Available data →
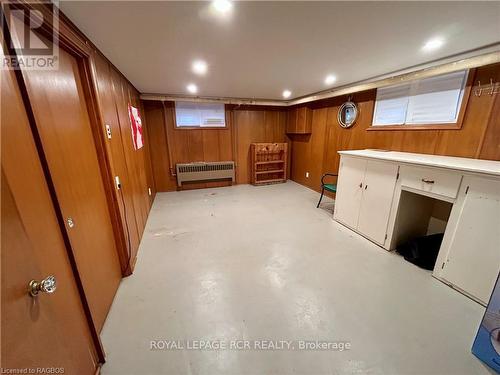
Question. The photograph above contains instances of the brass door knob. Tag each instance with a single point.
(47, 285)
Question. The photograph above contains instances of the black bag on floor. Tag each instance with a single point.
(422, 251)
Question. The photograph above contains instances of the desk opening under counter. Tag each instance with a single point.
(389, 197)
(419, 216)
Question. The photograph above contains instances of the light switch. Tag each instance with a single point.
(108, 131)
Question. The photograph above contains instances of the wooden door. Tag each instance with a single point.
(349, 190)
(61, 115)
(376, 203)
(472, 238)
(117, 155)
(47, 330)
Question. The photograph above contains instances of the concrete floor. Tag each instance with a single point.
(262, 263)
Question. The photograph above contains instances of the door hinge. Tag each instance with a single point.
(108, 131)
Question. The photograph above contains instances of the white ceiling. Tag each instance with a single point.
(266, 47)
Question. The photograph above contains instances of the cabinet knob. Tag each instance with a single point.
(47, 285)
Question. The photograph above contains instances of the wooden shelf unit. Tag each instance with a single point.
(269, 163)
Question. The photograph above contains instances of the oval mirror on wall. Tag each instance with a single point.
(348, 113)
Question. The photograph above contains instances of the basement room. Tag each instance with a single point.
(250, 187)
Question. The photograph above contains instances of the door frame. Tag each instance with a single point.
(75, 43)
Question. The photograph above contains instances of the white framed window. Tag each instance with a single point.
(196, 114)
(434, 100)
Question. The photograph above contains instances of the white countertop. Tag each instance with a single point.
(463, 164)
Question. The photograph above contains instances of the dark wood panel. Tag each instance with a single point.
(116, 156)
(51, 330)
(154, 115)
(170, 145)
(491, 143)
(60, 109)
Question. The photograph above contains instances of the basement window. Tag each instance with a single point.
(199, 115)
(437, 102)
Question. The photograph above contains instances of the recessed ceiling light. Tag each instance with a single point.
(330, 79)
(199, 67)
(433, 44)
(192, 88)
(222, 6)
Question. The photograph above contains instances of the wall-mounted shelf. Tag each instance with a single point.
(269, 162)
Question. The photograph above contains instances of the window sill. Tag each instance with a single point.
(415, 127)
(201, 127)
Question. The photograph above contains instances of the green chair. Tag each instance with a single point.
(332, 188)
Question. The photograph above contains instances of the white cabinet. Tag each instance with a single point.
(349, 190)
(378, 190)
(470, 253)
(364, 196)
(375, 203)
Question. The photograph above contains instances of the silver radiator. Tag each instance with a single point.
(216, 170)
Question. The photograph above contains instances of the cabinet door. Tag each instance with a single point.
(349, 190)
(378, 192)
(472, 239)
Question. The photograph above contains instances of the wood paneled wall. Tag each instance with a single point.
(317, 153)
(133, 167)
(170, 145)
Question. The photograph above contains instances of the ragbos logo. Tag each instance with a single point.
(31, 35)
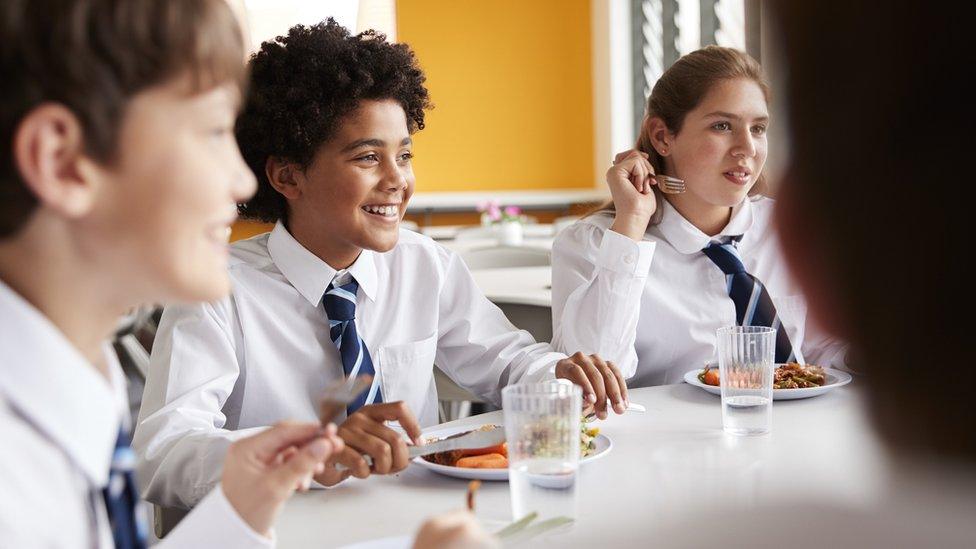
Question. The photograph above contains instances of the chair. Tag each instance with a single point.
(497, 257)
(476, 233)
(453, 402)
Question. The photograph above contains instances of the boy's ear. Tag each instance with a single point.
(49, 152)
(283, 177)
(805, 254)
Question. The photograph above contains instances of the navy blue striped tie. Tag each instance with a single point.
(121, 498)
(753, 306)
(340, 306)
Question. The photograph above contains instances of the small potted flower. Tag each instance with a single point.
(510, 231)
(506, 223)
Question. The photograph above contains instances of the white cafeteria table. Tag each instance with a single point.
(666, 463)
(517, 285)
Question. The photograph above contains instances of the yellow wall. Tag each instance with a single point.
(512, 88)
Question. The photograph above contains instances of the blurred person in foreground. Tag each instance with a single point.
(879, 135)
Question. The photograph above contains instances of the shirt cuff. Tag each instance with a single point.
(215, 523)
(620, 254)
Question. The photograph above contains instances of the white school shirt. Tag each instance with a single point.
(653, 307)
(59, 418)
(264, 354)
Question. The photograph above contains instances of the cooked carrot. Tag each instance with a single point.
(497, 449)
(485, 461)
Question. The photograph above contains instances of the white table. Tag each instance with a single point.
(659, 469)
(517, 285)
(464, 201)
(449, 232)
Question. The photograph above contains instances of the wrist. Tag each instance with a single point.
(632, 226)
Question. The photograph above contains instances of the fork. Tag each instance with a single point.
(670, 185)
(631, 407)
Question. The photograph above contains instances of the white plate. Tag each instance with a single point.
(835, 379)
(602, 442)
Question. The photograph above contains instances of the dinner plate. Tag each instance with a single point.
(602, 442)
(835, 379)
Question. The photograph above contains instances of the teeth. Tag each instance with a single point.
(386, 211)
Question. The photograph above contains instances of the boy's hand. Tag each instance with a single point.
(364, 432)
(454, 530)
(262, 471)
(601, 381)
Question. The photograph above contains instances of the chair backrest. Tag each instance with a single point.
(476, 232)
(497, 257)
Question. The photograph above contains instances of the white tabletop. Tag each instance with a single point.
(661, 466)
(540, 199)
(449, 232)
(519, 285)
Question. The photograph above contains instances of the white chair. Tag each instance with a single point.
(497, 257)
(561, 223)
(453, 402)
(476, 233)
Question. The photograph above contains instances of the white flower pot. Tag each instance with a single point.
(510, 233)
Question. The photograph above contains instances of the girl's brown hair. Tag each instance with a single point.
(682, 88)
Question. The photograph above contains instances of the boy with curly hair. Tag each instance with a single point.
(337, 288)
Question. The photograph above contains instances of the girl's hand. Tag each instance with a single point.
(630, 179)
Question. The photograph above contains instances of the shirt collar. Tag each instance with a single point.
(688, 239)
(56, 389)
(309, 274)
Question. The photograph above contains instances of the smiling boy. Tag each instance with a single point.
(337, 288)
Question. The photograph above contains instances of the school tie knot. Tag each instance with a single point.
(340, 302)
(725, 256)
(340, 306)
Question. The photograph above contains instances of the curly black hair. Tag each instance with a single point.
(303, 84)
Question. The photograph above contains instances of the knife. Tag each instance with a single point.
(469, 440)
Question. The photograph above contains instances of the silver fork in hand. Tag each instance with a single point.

Task brief → Your output must reproduce the material above in full, with no pictures.

Solution to this exercise →
Question. The photograph above contains instances of the brass door knob. Tag each instance with a single point.
(47, 285)
Question. The photograph above contains instances of the black bag on floor. Tag each instance with a single point.
(422, 251)
Question. The photograph above contains instances of the desk opening under counter. Tag each instance with a single point.
(389, 197)
(419, 216)
Question. The photograph above contains instances of the light switch. Tag each instance with a single point.
(108, 131)
Question. The photograph above contains instances of the wooden door. Tag each instance with a single point.
(349, 190)
(61, 115)
(376, 203)
(472, 238)
(117, 155)
(47, 330)
Question. The photograph above contains instances of the concrete floor. Tag each instance with a single point.
(262, 263)
Question. The photograph above contains instances of the door hinge. Tag each instance with a single point.
(108, 131)
Question. The photograph above contains instances of the white ceiling. Tag each instance with a single point.
(266, 47)
Question. The photograph above contains instances of the cabinet knob. Tag each instance with a single point.
(47, 285)
Question. The photograph above contains instances of the wooden shelf unit. Tag each instance with a single point.
(269, 163)
Question. The photograph above contains instances of the oval mirror on wall. Tag each instance with a single point.
(348, 113)
Question. The photograph above contains instances of the basement room. Tag each instance with a single point.
(250, 187)
Question. The photograph above contains instances of the door frame. Tag each instance with a single point.
(75, 43)
Question. The photograph above contains instances of the white framed window. Tag each instance with a single point.
(196, 114)
(434, 100)
Question. The photograph above contains instances of the white countertop. Tag each instance with a single point.
(463, 164)
Question. The photograph above contains instances of the dark wood panel. Tag each instance with a single point.
(116, 156)
(51, 330)
(154, 115)
(170, 145)
(491, 143)
(60, 109)
Question. The photograph above contains instances of the basement window. Tag each instance with a single point.
(199, 115)
(437, 102)
Question. The photograph above contains instances of the recessed ceiling light. Tag each instance with a single point.
(330, 79)
(199, 67)
(433, 44)
(192, 88)
(222, 6)
Question. The photograph above contains instances of the wall-mounted shelf. Tag each instance with a single point.
(269, 162)
Question. The photograph above contains instances of the window sill. Tag each instance with a single point.
(415, 127)
(201, 127)
Question. The photograph above contains instances of the green chair. Tag each instance with a single point.
(332, 188)
Question. The photograph above contains instances of the white cabinet. Tag each instance with a single point.
(349, 190)
(378, 190)
(470, 253)
(364, 196)
(375, 203)
Question. The photograph above contains instances of the silver radiator. Tag each instance with a single point.
(216, 170)
Question. The photograph above contains instances of the cabinet door. Tag each instance with a single point.
(349, 190)
(378, 192)
(472, 239)
Question. The photograph above contains instances of the wood paneled wall. Tag each instance with a single point.
(317, 153)
(133, 167)
(170, 145)
Question. The photograph above contains instances of the ragbos logo. Tag each instance with a single point.
(31, 35)
Question. The photograph above contains instances of the chair. Tag each instance with a single point.
(497, 257)
(476, 233)
(453, 402)
Question. The photograph above contains instances of the boy's ear. Tag each instance with a single point.
(49, 152)
(283, 177)
(805, 254)
Question. The photograph above contains instances of the navy blue striped tie. Tag each instance with a single point.
(121, 498)
(753, 306)
(340, 306)
Question. The photograph above contains instances of the small potted flower. Tag each instance with a single point.
(510, 231)
(506, 223)
Question. The photograph above contains instances of the white cafeteria table. Tag each instance with a single point.
(666, 463)
(517, 285)
Question. The photograph above contains instances of the yellow wall. Tag each instance with a single point.
(512, 88)
Question. The photograph above contains instances of the blurred person in foreground. Tag each instance with a single point.
(879, 135)
Question. The photograph above contains instances of the shirt cuff. Tag each instance with a single point.
(215, 523)
(620, 254)
Question. The photograph above contains instances of the white school shirt. Tag each instance with a single point.
(653, 307)
(59, 418)
(264, 354)
Question. The photograph above contains instances of the cooked carrot. Tag each instance with a single point.
(497, 449)
(485, 461)
Question. The photograph above contains instances of the white table. Tag each instance with a single point.
(659, 469)
(517, 285)
(464, 201)
(449, 232)
Question. The photograph above contains instances of the wrist. Tag each instance with a single point.
(632, 226)
Question. The photograph above contains instances of the fork. Tag each instance with a single point.
(670, 185)
(631, 407)
Question. The photograph above contains instances of the white plate. Tag each instance with a single point.
(835, 379)
(602, 442)
Question. The photograph above contains instances of the dinner plate. Tag each instance with a single point.
(602, 442)
(835, 379)
Question. The photograph above contains instances of the teeth. Tag each instance with a single point.
(386, 211)
Question. The photograph above contains instances of the boy's hand. Tag each instance with a single point.
(364, 432)
(454, 530)
(262, 471)
(601, 381)
Question. The photograph above contains instances of the chair backrest. Tag each instance with a single point.
(476, 232)
(497, 257)
Question. The photograph above contains instances of the white tabletop. Tag each instance with a single point.
(661, 466)
(540, 199)
(449, 232)
(519, 285)
Question. The photograph above contains instances of the white chair. Tag each instance with a single point.
(497, 257)
(561, 223)
(453, 402)
(476, 233)
Question. The photograph above contains instances of the white flower pot. Tag each instance with a single point.
(510, 233)
Question. The photograph above contains instances of the girl's brown hair. Tag each instance with a single point.
(682, 88)
Question. The photograph above contains instances of the boy with curly hair. Tag each instance with a single point.
(337, 288)
Question. The photograph above contains instances of the girl's hand. Tag each instance with a single point.
(630, 179)
Question. The photograph above contains instances of the shirt collar. Tag each instance with a single point.
(688, 239)
(56, 389)
(309, 274)
Question. The photograph above contains instances of the smiling boy. Tag each instance with a single point.
(337, 288)
Question. The photograph above contains instances of the school tie knot. Tag each instance with a single point.
(340, 302)
(725, 256)
(340, 306)
Question. The photograph above contains instances of the curly black hair. Tag each instance with a single point.
(303, 84)
Question. The photograph above contains instances of the knife. Tag each instance with a single point.
(469, 440)
Question. The photograph above contains instances of the silver fork in hand. Tag each instance with a single point.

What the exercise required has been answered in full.